### [Source]
▬▬▬▬▬▬▬▬▬▬
Skip to content

A Unifying View of Linear Function Approximation in Off-Policy RL Through Matrix Splitting and Preconditioning

Conference: NeurIPS 2025 (Spotlight, top 3%) arXiv: 2501.01774 Code: None Area: Reinforcement Learning / Policy Evaluation / Theoretical Analysis Keywords: temporal difference learning, fitted Q-iteration, matrix splitting, preconditioning, convergence analysis

TL;DR

This work is the first to introduce matrix splitting theory, unifying TD, FQI, and PFQI under linear function approximation as iterative methods for solving the same target linear system \((\Sigma_{cov} - \gamma\Sigma_{cr})\theta = \theta_{\phi,r}\), differing only in their preconditioners. It establishes necessary and sufficient conditions for the convergence of each algorithm, introduces the novel concept of rank invariance, and reveals that target networks are fundamentally a continuous transformation of the preconditioner from a constant to a data-adaptive form.
▬▬▬▬▬▬▬▬▬▬
### [Stored rows]

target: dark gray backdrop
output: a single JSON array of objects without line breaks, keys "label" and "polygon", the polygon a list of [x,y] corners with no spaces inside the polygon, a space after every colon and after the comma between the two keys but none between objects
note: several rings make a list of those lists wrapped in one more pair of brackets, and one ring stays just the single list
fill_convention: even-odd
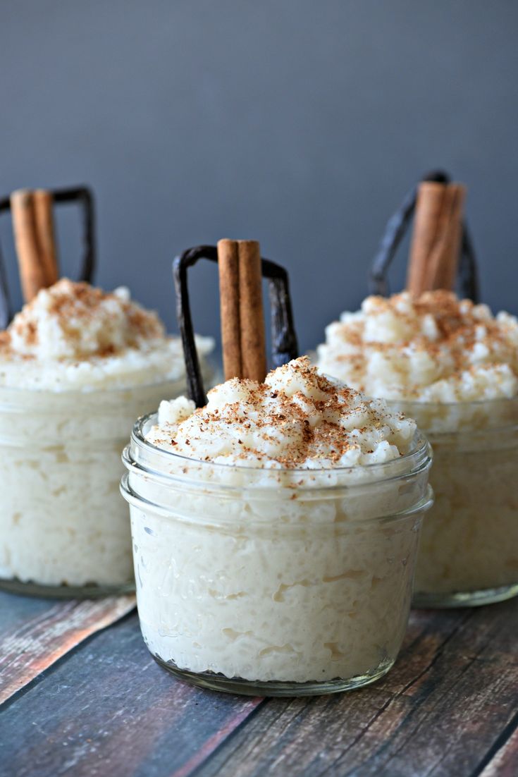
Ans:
▬▬▬▬▬▬▬▬▬▬
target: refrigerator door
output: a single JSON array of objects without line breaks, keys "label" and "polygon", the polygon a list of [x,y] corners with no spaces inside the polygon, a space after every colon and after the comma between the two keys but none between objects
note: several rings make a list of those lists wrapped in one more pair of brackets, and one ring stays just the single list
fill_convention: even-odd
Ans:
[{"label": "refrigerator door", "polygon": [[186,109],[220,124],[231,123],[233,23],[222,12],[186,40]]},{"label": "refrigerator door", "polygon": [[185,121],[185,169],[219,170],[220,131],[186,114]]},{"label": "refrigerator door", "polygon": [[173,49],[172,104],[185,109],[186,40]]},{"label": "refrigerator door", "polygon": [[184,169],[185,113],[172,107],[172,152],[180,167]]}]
▬▬▬▬▬▬▬▬▬▬
### [What you will do]
• 1. Decide whether each statement agrees with the summary, answering yes or no and quoting the deciding words. (a) Code for the work is available. (b) The work appeared at NeurIPS 2025 as a spotlight. (c) TD, FQI, and PFQI differ only in their preconditioners.
• 2. List every keyword that the summary gives for the work.
• 3. Return the passage of the summary between "This work is" and "a data-adaptive form.", inclusive.

### [Task-by-task results]
• 1.
(a) No: "Code: None"
(b) Yes: "NeurIPS 2025 (Spotlight, top 3%)"
(c) Yes: "differing only in their preconditioners"

• 2. temporal difference learning, fitted Q-iteration, matrix splitting, preconditioning, convergence analysis

• 3.
This work is the first to introduce matrix splitting theory, unifying TD, FQI, and PFQI under linear function approximation as iterative methods for solving the same target linear system \((\Sigma_{cov} - \gamma\Sigma_{cr})\theta = \theta_{\phi,r}\), differing only in their preconditioners. It establishes necessary and sufficient conditions for the convergence of each algorithm, introduces the novel concept of rank invariance, and reveals that target networks are fundamentally a continuous transformation of the preconditioner from a constant to a data-adaptive form.